## [ИСХОДНЫЕ МАТЕРИАЛЫ]
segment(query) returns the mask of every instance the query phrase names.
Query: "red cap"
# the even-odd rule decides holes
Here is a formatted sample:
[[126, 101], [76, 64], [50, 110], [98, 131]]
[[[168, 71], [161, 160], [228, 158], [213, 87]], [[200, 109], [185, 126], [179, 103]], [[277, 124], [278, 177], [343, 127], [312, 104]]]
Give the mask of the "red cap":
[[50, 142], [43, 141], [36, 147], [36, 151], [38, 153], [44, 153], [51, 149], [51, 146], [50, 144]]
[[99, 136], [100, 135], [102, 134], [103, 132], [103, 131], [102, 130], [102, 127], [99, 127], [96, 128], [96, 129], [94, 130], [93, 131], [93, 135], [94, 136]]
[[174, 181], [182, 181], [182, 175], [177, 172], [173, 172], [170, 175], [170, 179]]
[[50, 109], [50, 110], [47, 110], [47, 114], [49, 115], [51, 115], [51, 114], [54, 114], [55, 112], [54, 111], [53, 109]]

## [ТРЕБУЕМОЕ ЗАДАНИЕ]
Перепишите приведенные выше строки, заменив «mask» на «outline». Все остальное оставьте без изменений.

## [РЕЗУЛЬТАТ]
segment(query) returns the outline of every instance the query phrase names.
Query: "red cap"
# the even-odd rule decides holes
Here is a formatted sample:
[[126, 101], [76, 64], [50, 110], [98, 131]]
[[[168, 71], [161, 160], [228, 158], [213, 87]], [[200, 109], [185, 126], [179, 103]], [[277, 124], [278, 177], [343, 127], [312, 104]]]
Give the outline of the "red cap":
[[50, 142], [43, 141], [36, 147], [36, 151], [38, 153], [44, 153], [51, 149], [51, 146], [50, 144]]
[[99, 136], [100, 135], [102, 134], [103, 132], [103, 131], [102, 130], [102, 127], [99, 127], [96, 128], [96, 129], [94, 130], [93, 131], [93, 135], [94, 136]]
[[174, 181], [182, 181], [182, 175], [177, 172], [173, 172], [170, 175], [170, 179]]
[[50, 109], [50, 110], [47, 110], [47, 114], [49, 115], [51, 115], [51, 114], [54, 114], [55, 112], [54, 111], [53, 109]]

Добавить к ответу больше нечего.